Hi,

The other variable to think about here is the task to container mapping. Each 
job will indeed have 1 task per input partition in the underlying topic but you 
can then spread those 500 instances across multiple containers in your Yarn 
grid:

http://samza.apache.org/learn/documentation/0.9/container/samza-container.html

I'd also suggest thinking about throughput requirements in terms of both the 
Kafka and Samza perspectives. Great blog post from one of the Confluent guys 
here:

http://blog.confluent.io/2015/03/12/how-to-choose-the-number-of-topicspartitions-in-a-kafka-cluster/

For me I have Kafka brokers with JBOD disks so my starting partition count was 
number of brokers * number of disks. I went with that, discovered it wasn't 
hitting my needed throughput and had to up that several times. Currently I have 
around 160 partitions for the  high throughput topics (700K msgs/sec) on a 5 
broker cluster.

Dataset rows

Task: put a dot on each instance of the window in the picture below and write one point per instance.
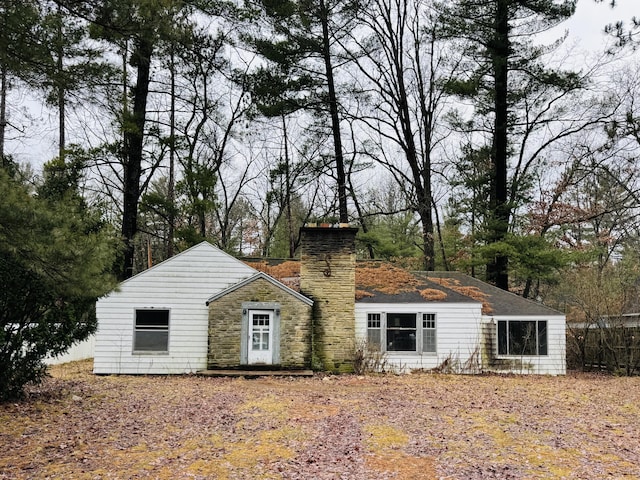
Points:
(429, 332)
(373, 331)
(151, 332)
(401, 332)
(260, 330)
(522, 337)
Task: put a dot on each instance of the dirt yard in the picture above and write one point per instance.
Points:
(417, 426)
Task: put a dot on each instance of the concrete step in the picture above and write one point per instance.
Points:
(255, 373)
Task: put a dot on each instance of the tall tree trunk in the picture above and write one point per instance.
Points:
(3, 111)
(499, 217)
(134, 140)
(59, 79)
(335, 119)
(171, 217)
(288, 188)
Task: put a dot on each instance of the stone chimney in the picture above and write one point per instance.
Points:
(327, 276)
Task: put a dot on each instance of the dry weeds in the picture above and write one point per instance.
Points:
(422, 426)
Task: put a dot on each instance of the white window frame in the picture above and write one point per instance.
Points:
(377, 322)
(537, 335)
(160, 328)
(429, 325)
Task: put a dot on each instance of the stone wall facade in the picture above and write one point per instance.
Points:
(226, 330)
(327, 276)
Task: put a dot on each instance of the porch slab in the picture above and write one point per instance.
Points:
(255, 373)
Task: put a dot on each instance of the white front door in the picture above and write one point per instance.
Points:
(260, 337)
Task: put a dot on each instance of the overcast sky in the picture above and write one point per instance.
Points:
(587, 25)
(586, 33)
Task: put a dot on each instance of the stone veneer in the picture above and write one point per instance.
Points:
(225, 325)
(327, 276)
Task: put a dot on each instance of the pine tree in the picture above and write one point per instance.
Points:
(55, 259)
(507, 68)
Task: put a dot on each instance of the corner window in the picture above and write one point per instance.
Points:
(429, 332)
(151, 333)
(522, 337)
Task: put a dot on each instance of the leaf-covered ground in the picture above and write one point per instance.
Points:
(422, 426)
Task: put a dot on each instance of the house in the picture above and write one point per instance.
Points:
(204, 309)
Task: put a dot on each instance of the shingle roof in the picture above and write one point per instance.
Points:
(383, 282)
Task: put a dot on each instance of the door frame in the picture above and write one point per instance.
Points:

▶ [Goals]:
1 – Give the dataset rows as a Markdown table with the columns Number and Record line, covering everything from the line that contains "Task: put a dot on each instance of the stone chimney" down to the end of the dataset rows. Leave out blank lines.
2 – Please take the forum reply on Kafka partition counts and Samza containers further from the point where it stops.

▶ [Answers to each task]:
1 –
| Number | Record line |
|---|---|
| 1 | Task: put a dot on each instance of the stone chimney in the picture above and write one point per instance. |
| 2 | Points: |
| 3 | (327, 276) |
| 4 | Task: put a dot on each instance of the dry weeds in the picture above and write one point per instance. |
| 5 | Points: |
| 6 | (422, 426) |
| 7 | Task: put a dot on each instance of the white window frame in the picture above and write one point per instance. |
| 8 | Points: |
| 9 | (377, 322) |
| 10 | (537, 335) |
| 11 | (160, 328) |
| 12 | (429, 325) |
| 13 | Task: put a dot on each instance of the stone wall facade in the picture above and write one point per instance. |
| 14 | Points: |
| 15 | (226, 330) |
| 16 | (327, 276) |
| 17 | Task: put a dot on each instance of the porch slab in the picture above and write one point per instance. |
| 18 | Points: |
| 19 | (255, 373) |
| 20 | Task: put a dot on each instance of the white front door in the picture above and write one point per instance. |
| 21 | Points: |
| 22 | (260, 337) |
| 23 | Task: put a dot on each instance of the overcast sky in the picture above and write one point per instance. |
| 24 | Points: |
| 25 | (587, 25) |
| 26 | (586, 33) |
| 27 | Task: put a dot on each instance of the stone veneer in the picture above and write one point per instance. |
| 28 | Points: |
| 29 | (225, 325) |
| 30 | (327, 276) |
| 31 | Task: put a dot on each instance of the pine tree in the picture above and write one point per instance. |
| 32 | Points: |
| 33 | (55, 259) |
| 34 | (507, 68) |
| 35 | Task: put a dot on each instance of the corner window in the picture above and write one point per instance. |
| 36 | Points: |
| 37 | (429, 332) |
| 38 | (151, 333) |
| 39 | (522, 337) |
| 40 | Task: put a dot on each instance of the leaf-covered ground in the picture above and write one point per instance. |
| 41 | Points: |
| 42 | (422, 426) |
| 43 | Task: put a dot on each instance of the house in the picture above and write one point per instance. |
| 44 | Points: |
| 45 | (204, 309) |
| 46 | Task: put a dot on each instance of the shingle roof in the picture above and write one point per instance. |
| 47 | Points: |
| 48 | (383, 282) |
| 49 | Task: put a dot on each instance of the door frame in the picture above and write one point per instance. |
| 50 | Points: |

2 –
So over-partitioning is a good thing and gives additional throughput and more 
flexible growth but if you are ramping that too soon you are likely requiring 
growth of your job container count. Look at your throughput requirements and 
hardware assets, pick a starting point and test your assumptions. If you are  
like me you'll find most of them are wrong. :)

Garry

-----Original Message-----
From: Lukas Steiblys [mailto:lu...@doubledutch.me] 
Sent: 21 May 2015 20:20
To: dev@samza.apache.org
Subject: Re: Number of partitions

Each job will get all the partitions and each task (500 of them) within the job 
will get 1 partition. So there will be 500 processes working through the log.

I'd try to figure out what your scaling needs are for the next 2-3 years and 
then calculate your resource requirements accordingly (how many parallel 
executing tasks you would need). If you need to split, it is not trivial, but 
doable.

Lukas

-----Original Message-----
From: Michael Ravits
Sent: Thursday, May 21, 2015 11:17 AM
To: dev@samza.apache.org
Subject: Re: Number of partitions

Well, since the number of partitions can't be changed after the system starts 
running I wanted to have the flexibility to grow a lot without stopping for 
upgrade.
Just wonder what would be a tolerable number for Samza.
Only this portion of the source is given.